● **Exercise details**
Take the lines below between the one holding "Target: tree trunk" and the one holding "Annotation task — tag each instance of the bridge railing", inclusive, and copy them exactly. Add nothing.

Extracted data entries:
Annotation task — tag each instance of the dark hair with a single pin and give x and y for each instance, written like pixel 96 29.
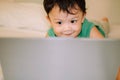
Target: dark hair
pixel 64 5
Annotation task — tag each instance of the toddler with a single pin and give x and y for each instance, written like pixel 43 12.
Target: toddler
pixel 67 19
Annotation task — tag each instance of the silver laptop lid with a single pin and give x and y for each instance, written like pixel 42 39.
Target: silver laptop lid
pixel 59 59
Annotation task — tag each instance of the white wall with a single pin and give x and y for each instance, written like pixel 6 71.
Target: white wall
pixel 100 8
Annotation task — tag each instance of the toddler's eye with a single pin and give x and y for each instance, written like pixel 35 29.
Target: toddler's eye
pixel 59 22
pixel 73 21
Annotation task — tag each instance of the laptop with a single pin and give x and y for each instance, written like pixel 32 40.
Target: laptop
pixel 59 58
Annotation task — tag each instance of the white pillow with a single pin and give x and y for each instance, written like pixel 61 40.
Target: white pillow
pixel 23 15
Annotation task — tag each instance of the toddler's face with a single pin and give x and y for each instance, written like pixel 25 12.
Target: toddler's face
pixel 65 24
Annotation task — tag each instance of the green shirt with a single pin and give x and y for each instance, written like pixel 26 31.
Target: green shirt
pixel 85 32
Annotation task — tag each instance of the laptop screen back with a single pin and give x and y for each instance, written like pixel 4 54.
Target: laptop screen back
pixel 59 59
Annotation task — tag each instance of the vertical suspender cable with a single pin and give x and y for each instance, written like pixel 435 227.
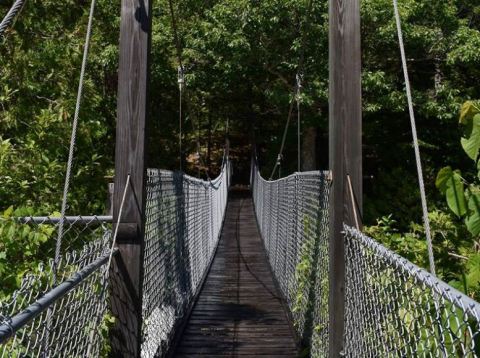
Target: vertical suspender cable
pixel 299 77
pixel 181 76
pixel 299 91
pixel 415 139
pixel 11 15
pixel 181 82
pixel 72 141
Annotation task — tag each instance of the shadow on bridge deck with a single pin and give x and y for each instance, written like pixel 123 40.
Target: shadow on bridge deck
pixel 239 311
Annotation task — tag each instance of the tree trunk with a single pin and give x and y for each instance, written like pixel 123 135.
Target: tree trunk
pixel 309 158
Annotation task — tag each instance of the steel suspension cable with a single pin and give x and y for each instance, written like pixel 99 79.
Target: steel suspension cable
pixel 11 15
pixel 181 78
pixel 297 91
pixel 109 264
pixel 416 146
pixel 73 137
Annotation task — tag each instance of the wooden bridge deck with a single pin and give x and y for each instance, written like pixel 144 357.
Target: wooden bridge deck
pixel 239 311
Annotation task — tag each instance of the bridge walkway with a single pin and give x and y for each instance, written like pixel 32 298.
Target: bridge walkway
pixel 239 311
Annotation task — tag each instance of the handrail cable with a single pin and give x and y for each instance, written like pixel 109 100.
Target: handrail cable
pixel 416 146
pixel 73 140
pixel 110 257
pixel 297 92
pixel 11 15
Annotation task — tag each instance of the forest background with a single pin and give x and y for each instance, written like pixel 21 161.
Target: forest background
pixel 241 58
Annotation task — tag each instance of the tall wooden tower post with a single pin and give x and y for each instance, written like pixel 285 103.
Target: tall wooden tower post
pixel 345 153
pixel 133 76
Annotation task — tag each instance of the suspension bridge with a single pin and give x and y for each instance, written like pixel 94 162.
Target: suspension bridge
pixel 187 267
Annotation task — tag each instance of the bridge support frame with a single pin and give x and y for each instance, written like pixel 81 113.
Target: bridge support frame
pixel 345 151
pixel 126 273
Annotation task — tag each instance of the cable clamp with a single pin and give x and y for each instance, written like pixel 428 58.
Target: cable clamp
pixel 181 78
pixel 279 159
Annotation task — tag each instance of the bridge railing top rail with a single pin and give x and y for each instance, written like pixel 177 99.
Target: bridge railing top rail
pixel 58 308
pixel 409 269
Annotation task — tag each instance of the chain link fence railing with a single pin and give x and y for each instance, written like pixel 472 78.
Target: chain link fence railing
pixel 44 319
pixel 183 226
pixel 292 214
pixel 396 309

● **Task output**
Target: tree trunk
pixel 309 158
Annotation task — tag each instance of the steel suspension cable with a single pin and give x and y for each instance, written like pixel 99 79.
Target: steel suspension cable
pixel 11 15
pixel 181 78
pixel 297 91
pixel 109 264
pixel 416 146
pixel 73 137
Annotation task — tag each instance of the wooden bridge deck with a single pin and give x and y for each instance, written like pixel 144 357.
Target: wooden bridge deck
pixel 239 311
Annotation task — tag each instance of the bridge walkway with a single pin and give x and y for each instance, written like pixel 32 298.
Target: bridge walkway
pixel 239 311
Annotation task — tag each instance of the handrail cable with a single pin and give x and y for each instance, written like pixel 109 100.
Target: handrail cable
pixel 416 146
pixel 73 140
pixel 110 257
pixel 297 92
pixel 11 15
Annotation task — tag each instance of the forest background with a single pin and give x and y for each instance, written like pixel 21 161.
Target: forest background
pixel 241 58
Annotation task — tag each instance of the tall wooden tower post with a single pin and give x and y for each instance, written like pixel 285 103.
Target: tall wooden tower post
pixel 345 153
pixel 133 76
Annotation task — tag each instance of the suspension bridge with a single pin and give x and y for each instance, written like pixel 94 162.
Target: suspension bridge
pixel 187 267
Annotation task — tag each instance of the bridge support frame with a single pin and give x and y for each instance, written like pixel 81 113.
Target: bridge support frame
pixel 345 151
pixel 126 273
Annotation task — tag each instance of the cable clamp with a single pin and give x and y for each instance, written like pixel 428 58.
Target: cable clamp
pixel 181 78
pixel 279 159
Annotation task — tag each instance of the bridge railing top rail with a single pin and give x and y for each instance, written like pixel 177 99.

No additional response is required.